[Source material — start]
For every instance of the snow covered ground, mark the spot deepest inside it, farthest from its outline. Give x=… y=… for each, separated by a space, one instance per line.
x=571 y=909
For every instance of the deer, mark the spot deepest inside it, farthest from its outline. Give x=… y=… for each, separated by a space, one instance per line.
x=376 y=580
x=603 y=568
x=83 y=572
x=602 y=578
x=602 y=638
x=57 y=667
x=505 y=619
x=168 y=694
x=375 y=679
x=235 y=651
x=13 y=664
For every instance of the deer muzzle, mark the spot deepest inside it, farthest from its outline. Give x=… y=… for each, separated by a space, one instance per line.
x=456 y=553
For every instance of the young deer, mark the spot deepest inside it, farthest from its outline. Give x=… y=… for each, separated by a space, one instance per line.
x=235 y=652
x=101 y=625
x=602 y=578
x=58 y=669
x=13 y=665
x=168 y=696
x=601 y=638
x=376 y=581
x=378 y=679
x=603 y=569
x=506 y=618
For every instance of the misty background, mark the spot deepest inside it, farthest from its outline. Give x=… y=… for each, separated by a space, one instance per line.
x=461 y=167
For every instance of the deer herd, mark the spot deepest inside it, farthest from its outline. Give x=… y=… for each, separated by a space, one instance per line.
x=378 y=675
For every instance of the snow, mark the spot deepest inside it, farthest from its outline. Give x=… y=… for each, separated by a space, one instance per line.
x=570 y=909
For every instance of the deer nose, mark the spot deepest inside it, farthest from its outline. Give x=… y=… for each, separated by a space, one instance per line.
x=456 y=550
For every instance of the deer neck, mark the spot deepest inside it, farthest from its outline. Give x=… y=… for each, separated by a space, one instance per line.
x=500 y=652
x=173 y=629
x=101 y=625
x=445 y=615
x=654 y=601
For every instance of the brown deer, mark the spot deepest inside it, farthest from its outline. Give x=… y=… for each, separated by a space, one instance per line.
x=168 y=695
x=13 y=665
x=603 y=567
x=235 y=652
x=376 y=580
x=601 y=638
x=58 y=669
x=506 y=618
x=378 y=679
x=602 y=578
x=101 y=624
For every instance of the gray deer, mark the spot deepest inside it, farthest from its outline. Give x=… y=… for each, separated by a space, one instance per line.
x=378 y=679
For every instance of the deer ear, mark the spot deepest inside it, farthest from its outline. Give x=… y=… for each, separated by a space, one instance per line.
[Source material — finish]
— What the exercise asks —
All of the records above are to be returned exactly as they stand.

— Output for this exercise —
For every instance of the snow covered ground, mark the spot deepest inside it, farthest from its outline. Give x=… y=… for each, separated by a space, one instance per line.
x=571 y=909
For every instance of the deer, mark the spot deepest inside it, farthest from its outline. Give x=… y=… for each, separated by a space, one instance per line.
x=376 y=580
x=603 y=568
x=83 y=572
x=602 y=578
x=602 y=638
x=57 y=667
x=505 y=619
x=168 y=694
x=375 y=679
x=235 y=651
x=13 y=664
For every instance of the deer muzzle, mark the spot deepest inside it, farthest from its outline. Give x=… y=… for each, separated by a space, one instance per line.
x=456 y=553
For every instance of the young deer, mark the spot deepest inside it, farthest from its outline. Give x=… y=… for each, separated by a space, one instance per line.
x=235 y=652
x=101 y=625
x=602 y=578
x=58 y=669
x=13 y=665
x=168 y=696
x=601 y=638
x=376 y=581
x=378 y=679
x=603 y=569
x=506 y=618
For every instance of the misty background, mark the spot deepest inside it, farthest from its outline. Give x=… y=… for each, separated by a space, one instance per line.
x=461 y=167
For every instance of the deer herd, mark the spot deepest inside it, farthest from its outline. Give x=… y=… for each, separated by a space, one instance per line.
x=378 y=675
For every instance of the snow, mark the spot deepest inside it, farthest from its outline. Give x=… y=… for each, separated by a space, one instance per line.
x=570 y=909
For every instance of the deer nose, mark the spot deepest inside it, farthest from its outline. Give x=… y=… for each, separated by a space, one instance per line.
x=456 y=550
For every instance of the deer neck, mark the spot deepest inside it, farthest from its outline. Give x=… y=… for each, separated by a space, one instance per line.
x=500 y=652
x=173 y=629
x=101 y=625
x=445 y=615
x=654 y=601
For every instance of the brown deer, mark the spot deepest inside it, farthest from its outline. Give x=… y=… for each, separated by a space, one instance per line.
x=168 y=695
x=13 y=665
x=603 y=567
x=235 y=652
x=376 y=580
x=601 y=638
x=58 y=669
x=506 y=618
x=378 y=679
x=602 y=578
x=101 y=624
For every instance of the gray deer, mark the spot deepest inside it, farthest from its outline. Give x=… y=… for each, separated by a space, one instance per line.
x=378 y=679
For every instance of the deer ear, mark the spot deepest inside it, farthest from its outline. Give x=… y=… for each, separated by a space, one instance per line.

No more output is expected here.